# READING PASSAGE
◆ ◆ ◆ ◆ ◆
The personal finance guide for self-employed workers
There are more people than ever before registering as self-employed and tackling the working world alone – 1 in 6 at last count.
While you might have your area of work mastered, your book keeping down to a fine art and your tax returns worked out – there are some less immediately pressing issues that you still need to spend time thinking about.
Top of this list is your personal finance. You’re not in a position to just collect and present payslips anymore – so what do you do instead? How do you handle all those things that payslips or your employer had covered before?
We’ll take you through the major financial considerations you’ll have as a self-employed worker.
- Get insured
Although you might have welcomed breaking out of the 9-5 grind and making the most of your time as the boss – your enjoyment will quickly become despair if you lose the ability to work and cannot provide the financial support you need.
When you work for an employer you’re surrounded by a lot of things that stop you suffering if you can’t work – sick pay, phased return schemes and even health and safety law – but now you’re in charge of those things, and there’s little you’re going to be able to do if you just can’t bring the money in.
◆ ◆ ◆ ◆ ◆
(Lines of data)
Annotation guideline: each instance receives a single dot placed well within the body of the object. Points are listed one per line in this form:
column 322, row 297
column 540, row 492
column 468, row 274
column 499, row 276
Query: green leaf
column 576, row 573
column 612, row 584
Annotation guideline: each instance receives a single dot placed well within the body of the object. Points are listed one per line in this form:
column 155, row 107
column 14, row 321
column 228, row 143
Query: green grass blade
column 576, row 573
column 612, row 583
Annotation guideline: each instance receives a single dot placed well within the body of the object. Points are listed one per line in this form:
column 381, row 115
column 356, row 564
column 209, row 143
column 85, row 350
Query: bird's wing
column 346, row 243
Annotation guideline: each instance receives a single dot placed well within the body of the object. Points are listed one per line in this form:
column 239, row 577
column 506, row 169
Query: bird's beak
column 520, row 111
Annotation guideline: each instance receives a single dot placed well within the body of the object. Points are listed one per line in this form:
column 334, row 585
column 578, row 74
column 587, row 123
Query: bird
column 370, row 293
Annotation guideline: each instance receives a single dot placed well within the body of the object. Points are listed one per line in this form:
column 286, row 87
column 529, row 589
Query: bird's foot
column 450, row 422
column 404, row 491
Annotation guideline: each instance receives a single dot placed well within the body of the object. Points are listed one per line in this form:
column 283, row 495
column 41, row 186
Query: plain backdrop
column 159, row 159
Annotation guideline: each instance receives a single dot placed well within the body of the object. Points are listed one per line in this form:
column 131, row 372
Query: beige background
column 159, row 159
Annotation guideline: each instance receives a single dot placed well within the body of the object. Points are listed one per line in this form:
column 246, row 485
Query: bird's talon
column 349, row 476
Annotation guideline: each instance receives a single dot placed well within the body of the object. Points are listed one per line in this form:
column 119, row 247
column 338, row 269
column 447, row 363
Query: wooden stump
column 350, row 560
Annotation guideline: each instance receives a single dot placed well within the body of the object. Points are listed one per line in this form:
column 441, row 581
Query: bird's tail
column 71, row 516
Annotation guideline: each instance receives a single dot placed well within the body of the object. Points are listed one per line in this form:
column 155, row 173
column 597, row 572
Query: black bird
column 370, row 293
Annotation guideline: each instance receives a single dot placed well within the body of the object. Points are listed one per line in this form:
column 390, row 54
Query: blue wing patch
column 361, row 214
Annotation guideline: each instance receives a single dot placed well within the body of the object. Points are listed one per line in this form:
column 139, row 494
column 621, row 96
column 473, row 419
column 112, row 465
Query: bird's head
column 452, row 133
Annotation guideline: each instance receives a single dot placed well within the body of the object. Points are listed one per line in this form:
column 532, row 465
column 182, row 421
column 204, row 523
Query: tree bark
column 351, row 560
◆ ◆ ◆ ◆ ◆
# REQUESTS
**1.** Answer these questions from the personal finance guide:
(a) What proportion of people is registering as self-employed, at last count?
(b) What can self-employed workers no longer collect and present?
(c) Which three things does the guide name as stopping employees from suffering if they can't work?
**2.** Summarize the personal finance guide in two sentences.
**3.** Carry on the personal finance guide from where it stops.
The entries have no connection to the personal finance guide.

# ANSWERS FOR THE TASKS
**1.**
(a) 1 in 6.
(b) Payslips.
(c) Sick pay, phased return schemes and health and safety law.

**2.** More people than ever are self-employed, and even if they have their work, book keeping and tax returns in hand, they still need to think about personal finance, since they no longer have payslips or an employer covering things for them. The first step is to get insured, because the protections employees rely on, such as sick pay and phased return schemes, are now up to them if they lose the ability to work.

**3.**
Fortunately, there are a variety of insurance products that are available for self-employed workers, each covering slightly different circumstances.
- Income protection
An income protection scheme is tailored around your role and your level of earning. If you are unable to work through illness or injury this type of policy will pay out a regular amount of money that will keep you, your personal life and your business afloat.
Just because you’re self-employed it doesn’t mean that your costs drop off if you’re not working, there are plenty of payments that are likely to need keeping up with – including car or van lease, finance costs, professional accreditations, start-up loans – and much more. Income protection means you can recover properly before getting working again.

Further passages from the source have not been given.